(Items from a data source)
● ● ● ● ● ● ●

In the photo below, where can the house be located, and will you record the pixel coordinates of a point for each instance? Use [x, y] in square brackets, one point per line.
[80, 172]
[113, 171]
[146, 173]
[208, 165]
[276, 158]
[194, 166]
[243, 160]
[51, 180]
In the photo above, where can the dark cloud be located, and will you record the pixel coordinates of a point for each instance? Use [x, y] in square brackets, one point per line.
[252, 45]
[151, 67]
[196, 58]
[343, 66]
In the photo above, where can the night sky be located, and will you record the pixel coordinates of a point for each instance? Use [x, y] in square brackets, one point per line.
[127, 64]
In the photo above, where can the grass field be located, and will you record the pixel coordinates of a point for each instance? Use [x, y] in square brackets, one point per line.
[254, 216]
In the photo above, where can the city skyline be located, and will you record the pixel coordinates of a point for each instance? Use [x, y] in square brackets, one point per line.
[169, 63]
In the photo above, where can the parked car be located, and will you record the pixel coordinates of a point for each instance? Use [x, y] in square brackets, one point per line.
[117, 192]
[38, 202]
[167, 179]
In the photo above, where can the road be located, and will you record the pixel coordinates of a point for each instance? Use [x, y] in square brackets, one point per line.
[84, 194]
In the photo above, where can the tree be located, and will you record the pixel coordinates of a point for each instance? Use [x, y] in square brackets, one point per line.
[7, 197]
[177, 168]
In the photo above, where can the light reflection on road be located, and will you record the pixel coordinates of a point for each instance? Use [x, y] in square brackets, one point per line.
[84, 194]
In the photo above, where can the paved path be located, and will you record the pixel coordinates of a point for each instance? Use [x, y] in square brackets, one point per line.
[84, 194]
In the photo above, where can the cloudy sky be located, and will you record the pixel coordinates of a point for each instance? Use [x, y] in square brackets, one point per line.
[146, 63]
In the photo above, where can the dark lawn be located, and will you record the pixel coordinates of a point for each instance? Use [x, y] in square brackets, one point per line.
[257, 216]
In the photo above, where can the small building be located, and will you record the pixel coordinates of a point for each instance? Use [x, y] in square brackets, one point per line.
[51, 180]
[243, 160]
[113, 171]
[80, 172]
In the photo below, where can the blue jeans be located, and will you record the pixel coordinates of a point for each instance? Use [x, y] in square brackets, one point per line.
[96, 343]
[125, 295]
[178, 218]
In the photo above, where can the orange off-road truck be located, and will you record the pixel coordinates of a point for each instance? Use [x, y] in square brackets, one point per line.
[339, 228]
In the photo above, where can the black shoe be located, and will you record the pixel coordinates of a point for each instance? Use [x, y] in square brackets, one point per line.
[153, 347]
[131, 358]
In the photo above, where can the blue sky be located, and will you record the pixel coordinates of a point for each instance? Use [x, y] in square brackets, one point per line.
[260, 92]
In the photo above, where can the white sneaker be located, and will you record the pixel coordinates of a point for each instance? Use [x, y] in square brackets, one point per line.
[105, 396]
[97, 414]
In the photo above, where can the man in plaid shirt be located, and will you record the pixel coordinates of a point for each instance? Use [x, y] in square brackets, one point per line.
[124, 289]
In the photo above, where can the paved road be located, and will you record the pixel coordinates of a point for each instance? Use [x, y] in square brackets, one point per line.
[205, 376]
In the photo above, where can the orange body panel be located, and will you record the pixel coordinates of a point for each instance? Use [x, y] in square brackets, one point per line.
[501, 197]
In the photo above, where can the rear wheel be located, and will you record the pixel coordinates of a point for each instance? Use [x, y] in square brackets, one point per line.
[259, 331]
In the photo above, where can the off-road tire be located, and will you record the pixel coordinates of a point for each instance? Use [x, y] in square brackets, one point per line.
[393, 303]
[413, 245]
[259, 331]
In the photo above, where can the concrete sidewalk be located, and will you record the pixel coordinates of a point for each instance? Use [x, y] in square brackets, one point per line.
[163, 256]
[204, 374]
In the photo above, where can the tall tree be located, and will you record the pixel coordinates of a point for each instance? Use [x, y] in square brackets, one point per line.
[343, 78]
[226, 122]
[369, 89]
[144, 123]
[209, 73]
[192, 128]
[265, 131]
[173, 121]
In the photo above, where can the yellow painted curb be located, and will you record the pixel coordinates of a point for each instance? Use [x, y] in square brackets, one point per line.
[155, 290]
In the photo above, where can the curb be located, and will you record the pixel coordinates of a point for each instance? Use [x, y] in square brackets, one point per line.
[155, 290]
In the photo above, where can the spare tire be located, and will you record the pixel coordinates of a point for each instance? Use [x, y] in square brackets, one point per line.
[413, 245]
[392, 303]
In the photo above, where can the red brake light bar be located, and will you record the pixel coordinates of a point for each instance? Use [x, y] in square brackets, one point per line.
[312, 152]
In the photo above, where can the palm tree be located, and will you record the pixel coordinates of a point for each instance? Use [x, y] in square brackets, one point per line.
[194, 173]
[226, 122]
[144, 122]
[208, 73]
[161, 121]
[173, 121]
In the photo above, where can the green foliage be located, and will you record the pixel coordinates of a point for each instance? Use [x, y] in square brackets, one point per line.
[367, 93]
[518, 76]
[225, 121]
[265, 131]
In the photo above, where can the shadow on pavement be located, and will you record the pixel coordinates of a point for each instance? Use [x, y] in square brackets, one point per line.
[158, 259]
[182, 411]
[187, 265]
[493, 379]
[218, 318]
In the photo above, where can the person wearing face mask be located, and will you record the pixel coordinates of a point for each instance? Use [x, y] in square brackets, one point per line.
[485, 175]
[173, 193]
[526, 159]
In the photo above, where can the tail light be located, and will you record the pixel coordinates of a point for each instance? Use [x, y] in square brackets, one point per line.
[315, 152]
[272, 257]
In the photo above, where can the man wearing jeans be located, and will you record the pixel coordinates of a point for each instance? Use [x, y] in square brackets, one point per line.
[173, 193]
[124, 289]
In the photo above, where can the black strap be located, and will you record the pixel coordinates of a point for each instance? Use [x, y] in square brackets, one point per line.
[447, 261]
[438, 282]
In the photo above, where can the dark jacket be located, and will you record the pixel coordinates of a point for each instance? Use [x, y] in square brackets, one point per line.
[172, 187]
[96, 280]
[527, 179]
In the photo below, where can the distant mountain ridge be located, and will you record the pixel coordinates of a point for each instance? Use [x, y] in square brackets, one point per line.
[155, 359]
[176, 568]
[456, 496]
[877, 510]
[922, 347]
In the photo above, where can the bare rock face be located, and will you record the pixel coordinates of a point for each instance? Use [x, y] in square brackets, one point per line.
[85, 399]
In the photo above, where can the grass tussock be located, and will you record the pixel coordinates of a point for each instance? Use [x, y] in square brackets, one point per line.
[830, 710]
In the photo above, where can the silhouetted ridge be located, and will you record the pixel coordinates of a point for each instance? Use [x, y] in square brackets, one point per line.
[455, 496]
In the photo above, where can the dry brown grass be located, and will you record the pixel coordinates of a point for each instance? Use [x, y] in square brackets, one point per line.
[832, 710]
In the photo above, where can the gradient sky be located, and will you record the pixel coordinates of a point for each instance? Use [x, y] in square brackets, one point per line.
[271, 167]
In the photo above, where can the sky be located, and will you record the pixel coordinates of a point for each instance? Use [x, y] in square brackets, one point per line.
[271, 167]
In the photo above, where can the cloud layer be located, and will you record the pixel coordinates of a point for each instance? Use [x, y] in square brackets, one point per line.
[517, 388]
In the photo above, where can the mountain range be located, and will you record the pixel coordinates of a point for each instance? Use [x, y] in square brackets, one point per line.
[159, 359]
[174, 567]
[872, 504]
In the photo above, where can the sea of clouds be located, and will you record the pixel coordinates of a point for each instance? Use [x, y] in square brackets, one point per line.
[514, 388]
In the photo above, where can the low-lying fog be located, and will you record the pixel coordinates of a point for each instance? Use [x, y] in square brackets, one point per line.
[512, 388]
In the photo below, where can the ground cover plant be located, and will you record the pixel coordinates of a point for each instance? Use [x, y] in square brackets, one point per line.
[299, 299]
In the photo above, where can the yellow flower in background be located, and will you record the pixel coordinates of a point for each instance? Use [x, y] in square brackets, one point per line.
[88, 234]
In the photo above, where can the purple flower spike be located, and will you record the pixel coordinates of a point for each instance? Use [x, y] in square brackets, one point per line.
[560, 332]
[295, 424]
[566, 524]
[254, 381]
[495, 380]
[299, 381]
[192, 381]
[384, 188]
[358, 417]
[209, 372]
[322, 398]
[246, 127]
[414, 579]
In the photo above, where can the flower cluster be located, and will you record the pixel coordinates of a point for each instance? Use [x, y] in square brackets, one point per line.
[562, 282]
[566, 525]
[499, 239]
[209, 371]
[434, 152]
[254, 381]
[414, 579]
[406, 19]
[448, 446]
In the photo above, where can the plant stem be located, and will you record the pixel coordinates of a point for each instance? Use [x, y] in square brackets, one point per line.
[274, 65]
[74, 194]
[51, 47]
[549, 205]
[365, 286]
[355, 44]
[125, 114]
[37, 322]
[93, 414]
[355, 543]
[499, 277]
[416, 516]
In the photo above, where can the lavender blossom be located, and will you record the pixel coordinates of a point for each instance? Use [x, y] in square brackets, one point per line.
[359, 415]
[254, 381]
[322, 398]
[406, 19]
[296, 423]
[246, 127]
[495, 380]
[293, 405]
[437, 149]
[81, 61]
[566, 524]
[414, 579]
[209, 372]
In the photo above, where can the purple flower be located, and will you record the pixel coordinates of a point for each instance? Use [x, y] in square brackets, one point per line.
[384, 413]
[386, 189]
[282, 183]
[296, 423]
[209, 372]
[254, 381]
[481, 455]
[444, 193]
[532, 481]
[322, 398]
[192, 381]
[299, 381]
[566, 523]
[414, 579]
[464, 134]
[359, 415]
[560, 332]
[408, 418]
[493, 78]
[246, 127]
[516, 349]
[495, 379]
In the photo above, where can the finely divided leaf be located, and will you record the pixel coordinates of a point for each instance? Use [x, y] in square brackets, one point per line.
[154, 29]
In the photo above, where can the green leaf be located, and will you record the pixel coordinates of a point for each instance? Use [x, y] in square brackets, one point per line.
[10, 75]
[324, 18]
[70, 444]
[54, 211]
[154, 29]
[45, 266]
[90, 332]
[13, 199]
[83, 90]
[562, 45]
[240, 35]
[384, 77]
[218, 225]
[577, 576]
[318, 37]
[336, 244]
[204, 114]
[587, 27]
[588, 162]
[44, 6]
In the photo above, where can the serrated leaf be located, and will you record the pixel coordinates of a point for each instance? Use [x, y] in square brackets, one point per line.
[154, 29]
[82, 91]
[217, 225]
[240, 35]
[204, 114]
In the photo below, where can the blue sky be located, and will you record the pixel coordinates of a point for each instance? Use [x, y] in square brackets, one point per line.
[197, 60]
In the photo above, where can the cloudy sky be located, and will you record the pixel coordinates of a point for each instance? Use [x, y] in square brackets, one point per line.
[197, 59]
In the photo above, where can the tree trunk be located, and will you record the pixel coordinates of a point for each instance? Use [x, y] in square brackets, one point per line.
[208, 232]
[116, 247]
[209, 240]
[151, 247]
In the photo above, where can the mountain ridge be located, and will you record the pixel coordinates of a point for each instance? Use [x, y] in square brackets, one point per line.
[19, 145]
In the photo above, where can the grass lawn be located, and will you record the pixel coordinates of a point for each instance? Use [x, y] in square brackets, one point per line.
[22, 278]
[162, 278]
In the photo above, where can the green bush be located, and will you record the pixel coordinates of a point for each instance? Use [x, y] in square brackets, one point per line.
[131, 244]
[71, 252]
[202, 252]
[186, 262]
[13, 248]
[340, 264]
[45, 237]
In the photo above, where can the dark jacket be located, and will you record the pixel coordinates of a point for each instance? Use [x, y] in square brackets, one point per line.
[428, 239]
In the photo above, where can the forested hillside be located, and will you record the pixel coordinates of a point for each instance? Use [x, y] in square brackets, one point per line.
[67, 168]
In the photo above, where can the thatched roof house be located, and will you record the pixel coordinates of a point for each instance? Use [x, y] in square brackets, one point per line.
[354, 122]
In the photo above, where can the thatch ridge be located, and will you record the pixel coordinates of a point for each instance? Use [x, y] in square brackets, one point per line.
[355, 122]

● ● ● ● ● ● ●

Exercise aim
Give back, unchanged, every line from the one with "In the photo above, where can the forested" to the end of the entries above.

Response to this exercise
In the photo above, where can the forested hillside be located, and will you record the pixel coordinates of a point for each instance? Use [x, y] in square brackets, one point per line.
[67, 168]
In the photo above, where can the thatched roof house be located, and will you record the pixel coordinates of a point for each instance? Use [x, y] in square brackets, one point per line.
[354, 122]
In the photo above, where can the thatch ridge be located, and will you record the pixel coordinates of a point for each instance? Use [x, y] in square brackets, one point per line.
[355, 122]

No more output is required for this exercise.